◆ WHAT YOU NEED TO DO
All entries must be repeated exactly; do not include the pictures.

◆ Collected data
━━━━━━
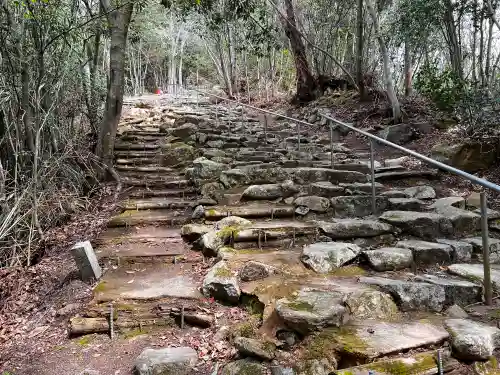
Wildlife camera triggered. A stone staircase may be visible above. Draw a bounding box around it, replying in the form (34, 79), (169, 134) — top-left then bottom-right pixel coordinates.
(71, 93), (500, 375)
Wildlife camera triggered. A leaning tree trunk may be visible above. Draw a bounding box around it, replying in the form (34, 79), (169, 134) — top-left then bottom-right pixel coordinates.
(365, 0), (402, 123)
(356, 0), (365, 99)
(404, 39), (412, 96)
(282, 0), (317, 103)
(97, 0), (134, 176)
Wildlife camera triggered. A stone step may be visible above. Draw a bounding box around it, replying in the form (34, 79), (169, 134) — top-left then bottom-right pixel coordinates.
(374, 169), (439, 181)
(115, 150), (160, 159)
(119, 134), (165, 142)
(204, 204), (296, 220)
(114, 143), (161, 151)
(118, 171), (182, 181)
(122, 177), (189, 189)
(116, 158), (160, 166)
(448, 263), (500, 290)
(232, 220), (319, 243)
(119, 130), (161, 137)
(120, 198), (194, 210)
(108, 209), (191, 227)
(116, 165), (175, 174)
(127, 188), (197, 199)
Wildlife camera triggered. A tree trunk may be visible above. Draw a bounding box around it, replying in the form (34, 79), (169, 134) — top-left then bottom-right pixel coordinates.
(356, 0), (365, 98)
(365, 0), (401, 122)
(443, 0), (463, 80)
(282, 0), (317, 103)
(96, 0), (134, 174)
(404, 39), (412, 96)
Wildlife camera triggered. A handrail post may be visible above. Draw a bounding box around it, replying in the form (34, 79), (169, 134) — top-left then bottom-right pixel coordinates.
(330, 122), (334, 169)
(370, 139), (376, 215)
(481, 192), (493, 305)
(297, 122), (301, 152)
(264, 114), (268, 143)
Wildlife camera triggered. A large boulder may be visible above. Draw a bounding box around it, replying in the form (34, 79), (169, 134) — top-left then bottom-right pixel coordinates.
(242, 180), (298, 200)
(378, 123), (415, 144)
(180, 224), (211, 242)
(275, 288), (349, 334)
(294, 196), (330, 213)
(221, 359), (267, 375)
(233, 337), (275, 361)
(301, 242), (362, 273)
(331, 196), (388, 217)
(192, 157), (227, 181)
(431, 141), (499, 173)
(134, 347), (197, 375)
(396, 240), (453, 266)
(415, 274), (482, 307)
(202, 261), (240, 304)
(362, 247), (413, 271)
(379, 211), (453, 239)
(168, 123), (197, 140)
(345, 289), (399, 320)
(161, 143), (198, 167)
(290, 167), (367, 184)
(445, 319), (500, 360)
(360, 276), (446, 312)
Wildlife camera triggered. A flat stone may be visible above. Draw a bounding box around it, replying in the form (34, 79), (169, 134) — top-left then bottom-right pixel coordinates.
(71, 241), (101, 283)
(294, 196), (330, 212)
(445, 319), (500, 360)
(331, 195), (388, 218)
(316, 219), (395, 239)
(388, 198), (427, 211)
(404, 186), (436, 199)
(473, 207), (500, 220)
(233, 337), (275, 361)
(328, 320), (449, 359)
(445, 304), (469, 318)
(415, 274), (482, 307)
(214, 216), (252, 230)
(242, 180), (298, 200)
(396, 240), (453, 266)
(301, 242), (362, 273)
(290, 167), (367, 184)
(430, 196), (466, 209)
(339, 182), (384, 195)
(239, 261), (276, 282)
(363, 247), (413, 271)
(134, 347), (197, 375)
(379, 211), (453, 239)
(202, 261), (240, 304)
(384, 156), (410, 167)
(436, 239), (473, 262)
(380, 190), (410, 198)
(309, 181), (344, 197)
(353, 234), (396, 249)
(360, 276), (446, 312)
(275, 288), (349, 334)
(448, 263), (500, 290)
(200, 231), (225, 257)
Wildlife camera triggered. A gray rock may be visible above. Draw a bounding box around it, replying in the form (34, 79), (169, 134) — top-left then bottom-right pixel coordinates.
(200, 231), (225, 257)
(239, 261), (276, 282)
(445, 319), (500, 360)
(180, 224), (211, 242)
(379, 211), (453, 239)
(385, 156), (410, 167)
(169, 123), (197, 140)
(275, 288), (349, 334)
(445, 304), (469, 318)
(353, 234), (396, 249)
(462, 237), (500, 263)
(214, 216), (252, 231)
(430, 196), (466, 210)
(294, 196), (330, 212)
(301, 242), (362, 273)
(316, 219), (395, 239)
(378, 123), (415, 144)
(71, 241), (101, 283)
(191, 205), (205, 219)
(339, 182), (384, 195)
(360, 276), (446, 312)
(448, 263), (500, 291)
(331, 195), (388, 218)
(295, 359), (333, 375)
(200, 181), (224, 202)
(221, 359), (267, 375)
(380, 190), (410, 198)
(161, 143), (197, 167)
(242, 180), (298, 200)
(271, 366), (296, 375)
(396, 240), (453, 266)
(233, 336), (275, 361)
(202, 261), (240, 304)
(309, 181), (344, 197)
(403, 186), (436, 199)
(434, 205), (481, 235)
(415, 274), (482, 307)
(431, 141), (499, 173)
(134, 347), (197, 375)
(363, 247), (413, 271)
(295, 206), (310, 216)
(388, 198), (427, 211)
(345, 289), (399, 320)
(436, 239), (473, 262)
(291, 167), (367, 184)
(192, 157), (227, 180)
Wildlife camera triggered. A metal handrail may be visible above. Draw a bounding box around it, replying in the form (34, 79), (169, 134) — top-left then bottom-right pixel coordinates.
(184, 86), (496, 304)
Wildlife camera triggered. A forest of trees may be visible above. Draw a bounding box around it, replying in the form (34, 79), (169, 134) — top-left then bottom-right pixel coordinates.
(1, 0), (500, 266)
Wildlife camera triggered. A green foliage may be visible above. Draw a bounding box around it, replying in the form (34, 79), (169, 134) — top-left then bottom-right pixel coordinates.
(415, 62), (465, 111)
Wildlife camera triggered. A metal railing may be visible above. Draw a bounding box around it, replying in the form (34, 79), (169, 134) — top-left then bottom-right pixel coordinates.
(157, 85), (499, 304)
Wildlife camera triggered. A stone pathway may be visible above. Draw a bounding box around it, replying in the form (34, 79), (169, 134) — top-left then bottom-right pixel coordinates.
(71, 91), (500, 374)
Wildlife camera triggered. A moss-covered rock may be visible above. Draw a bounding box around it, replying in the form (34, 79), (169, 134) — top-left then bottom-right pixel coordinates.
(161, 142), (198, 167)
(221, 359), (267, 375)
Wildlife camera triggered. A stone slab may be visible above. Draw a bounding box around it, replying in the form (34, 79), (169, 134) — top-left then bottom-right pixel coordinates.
(71, 241), (101, 282)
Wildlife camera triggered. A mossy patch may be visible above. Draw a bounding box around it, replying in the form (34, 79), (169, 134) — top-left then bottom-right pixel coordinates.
(215, 265), (233, 277)
(217, 225), (241, 239)
(231, 316), (260, 339)
(285, 300), (314, 312)
(93, 281), (108, 294)
(206, 209), (219, 217)
(75, 335), (92, 347)
(328, 265), (366, 277)
(122, 327), (149, 339)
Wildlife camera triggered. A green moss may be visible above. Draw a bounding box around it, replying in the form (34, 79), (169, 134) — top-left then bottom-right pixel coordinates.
(93, 281), (108, 293)
(285, 300), (314, 312)
(217, 225), (241, 239)
(170, 142), (193, 150)
(304, 327), (368, 361)
(206, 209), (218, 217)
(328, 265), (366, 277)
(474, 356), (500, 375)
(231, 316), (260, 338)
(76, 335), (92, 347)
(215, 265), (232, 277)
(122, 327), (149, 339)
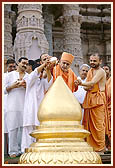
━━━━━━
◆ RESULT OF THIS EXERCISE
Wildlife camera triggered. A stone staircase may be visible above. Draw a bounding box around it, replying in the form (34, 79), (169, 134) — top-left then bottom-right pixel coordinates.
(71, 93), (500, 375)
Wildlife camera triggered. A leaning tree trunk may be visible above. Draw a bounding box around it, replying in the form (34, 79), (169, 134) — top-left then bottom-right pixel coordinates.
(365, 0), (402, 123)
(356, 0), (365, 99)
(404, 39), (412, 96)
(282, 0), (317, 103)
(97, 0), (134, 176)
Wildlife camera triggered. A stone step may be visible above. Draw a bounding box around it, replying in the form (34, 79), (169, 134) — top-left then bottom-right pixel coordinates.
(374, 169), (439, 181)
(115, 150), (160, 159)
(119, 134), (165, 142)
(204, 204), (296, 220)
(114, 143), (161, 151)
(118, 171), (182, 181)
(122, 177), (189, 189)
(116, 158), (160, 166)
(448, 263), (500, 290)
(232, 220), (319, 243)
(119, 130), (161, 137)
(120, 198), (194, 210)
(108, 209), (191, 227)
(116, 165), (175, 174)
(127, 188), (197, 199)
Wildlife camera triggered. A tree trunk may be visible above. Draw a bounding box around it, replying in the form (34, 79), (169, 134) — top-left then bottom-right pixel coordinates.
(356, 0), (365, 98)
(365, 0), (401, 122)
(443, 0), (463, 80)
(282, 0), (317, 103)
(96, 0), (134, 174)
(404, 39), (412, 96)
Wildlife camera triggered. A handrail post may be visible above. Draw a bounding box around it, replying in the form (34, 79), (169, 134) — top-left then bottom-right pixel coordinates.
(330, 122), (334, 169)
(370, 139), (376, 215)
(481, 192), (493, 305)
(297, 122), (301, 152)
(264, 114), (268, 143)
Wildlife camera triggered. A large boulder may be visible above. Draw a bounding box around it, replying in the form (34, 79), (169, 134) — top-left then bottom-right pixel coordinates.
(242, 180), (298, 200)
(378, 123), (415, 144)
(180, 224), (211, 242)
(275, 288), (349, 334)
(294, 196), (330, 213)
(221, 359), (267, 375)
(233, 337), (275, 361)
(301, 242), (362, 273)
(331, 196), (388, 217)
(192, 157), (227, 181)
(431, 141), (499, 173)
(134, 347), (197, 375)
(396, 240), (453, 266)
(415, 274), (482, 307)
(202, 261), (240, 304)
(362, 247), (413, 271)
(379, 211), (453, 239)
(168, 123), (197, 140)
(345, 289), (399, 320)
(161, 143), (198, 167)
(290, 167), (367, 184)
(445, 319), (500, 360)
(360, 276), (446, 312)
Wildlife camera triggered. A flat stone may be visible above. Draw a bounding box around it, replying in the form (34, 79), (169, 134) — top-left then bottom-right pixel coordinates.
(71, 241), (101, 283)
(294, 196), (330, 212)
(445, 319), (500, 360)
(331, 195), (388, 218)
(316, 219), (395, 239)
(388, 198), (427, 211)
(404, 186), (436, 199)
(473, 207), (500, 220)
(233, 337), (275, 361)
(328, 320), (449, 359)
(445, 304), (469, 318)
(415, 274), (482, 307)
(214, 216), (252, 230)
(242, 180), (298, 200)
(396, 240), (453, 266)
(301, 242), (362, 273)
(290, 167), (367, 184)
(430, 196), (466, 209)
(339, 182), (384, 195)
(239, 261), (276, 282)
(363, 247), (413, 271)
(134, 347), (197, 375)
(379, 211), (453, 239)
(202, 261), (240, 304)
(384, 156), (410, 167)
(436, 239), (473, 262)
(380, 190), (410, 198)
(309, 181), (344, 197)
(353, 234), (396, 249)
(360, 276), (446, 312)
(275, 288), (349, 334)
(448, 263), (500, 290)
(200, 231), (225, 257)
Wildlife camera triggered. A gray rock may be visible above. Draw a bounding box around it, replying in the form (34, 79), (169, 134) — top-left then bottom-right pixel coordinates.
(200, 231), (225, 257)
(239, 261), (276, 282)
(445, 319), (500, 360)
(180, 224), (211, 242)
(379, 211), (453, 239)
(385, 156), (410, 167)
(169, 123), (197, 140)
(275, 288), (349, 334)
(445, 304), (469, 318)
(353, 234), (396, 249)
(462, 237), (500, 263)
(214, 216), (252, 231)
(430, 196), (466, 210)
(294, 196), (330, 212)
(301, 242), (362, 273)
(316, 219), (395, 239)
(378, 123), (415, 144)
(71, 241), (101, 283)
(191, 205), (205, 219)
(339, 182), (384, 195)
(360, 276), (446, 312)
(448, 263), (500, 291)
(331, 195), (388, 218)
(295, 359), (333, 375)
(200, 181), (224, 202)
(221, 359), (267, 375)
(380, 190), (410, 198)
(161, 143), (197, 167)
(242, 180), (298, 200)
(271, 366), (296, 375)
(396, 240), (453, 266)
(233, 336), (275, 361)
(202, 261), (240, 304)
(309, 181), (344, 197)
(403, 186), (436, 199)
(434, 205), (481, 235)
(415, 274), (482, 307)
(431, 141), (499, 173)
(134, 347), (197, 375)
(363, 247), (413, 271)
(295, 206), (310, 216)
(388, 198), (427, 211)
(345, 289), (399, 320)
(436, 239), (473, 262)
(291, 167), (367, 184)
(192, 157), (227, 180)
Wildlife camera triggered. A metal handrail may be visible above. Draw a bounding box around it, replying in the form (34, 79), (169, 134) — top-left then bottom-right pixel coordinates.
(184, 86), (496, 304)
Wildlife camera triggered. A forest of trees may be visible above. Draw a bounding box around it, replying in the form (34, 79), (169, 134) — top-left then bottom-right pixel coordinates.
(1, 0), (500, 266)
Wildlife camera triggered. A green foliage may be visible above. Draw a bounding box around it, replying in the form (34, 79), (169, 134) — top-left then bottom-right pixel coordinates.
(415, 62), (465, 111)
Wildlife camera triggered. A metal railing may be visible above. Draw a bounding box around it, replying in the form (34, 79), (169, 134) — top-left then bottom-right pixel coordinates.
(157, 85), (499, 304)
Wildlife camera triggered. A stone pathway may be visible above. Draw a bounding box around it, replying in the form (34, 79), (169, 134) — top-left then bottom-right pixel coordinates.
(71, 91), (500, 374)
Wildlife camera triggered. A moss-covered rock may be visible above. Draw a bounding box around it, replying in the form (34, 79), (169, 134) — top-left then bottom-right pixel coordinates.
(161, 142), (198, 167)
(221, 359), (267, 375)
Wildlife camera triggered. A stone slab may be visible above. Draw a bounding box around it, replying in the form (34, 79), (169, 134) — top-left then bottom-right pixel coordinates.
(71, 241), (101, 282)
Wildlife camera triggered. A mossy patch may be visible above. Draw a bounding box around it, replying in the form (34, 79), (169, 134) — top-left then bottom-right pixel coordinates.
(215, 265), (233, 277)
(217, 225), (241, 239)
(231, 316), (260, 339)
(285, 300), (314, 312)
(93, 281), (108, 294)
(206, 209), (219, 217)
(75, 335), (92, 347)
(328, 265), (366, 277)
(122, 327), (149, 339)
Wildlife camera triggered. A green moss may be visible above. Draw a bounding box around it, replying in the form (34, 79), (169, 134) — top-left then bottom-right pixel coordinates.
(93, 281), (108, 293)
(285, 300), (314, 312)
(217, 225), (241, 239)
(170, 142), (193, 150)
(304, 327), (368, 361)
(206, 209), (218, 217)
(328, 265), (366, 277)
(474, 356), (500, 375)
(231, 316), (260, 338)
(76, 335), (92, 347)
(215, 265), (232, 277)
(122, 327), (149, 339)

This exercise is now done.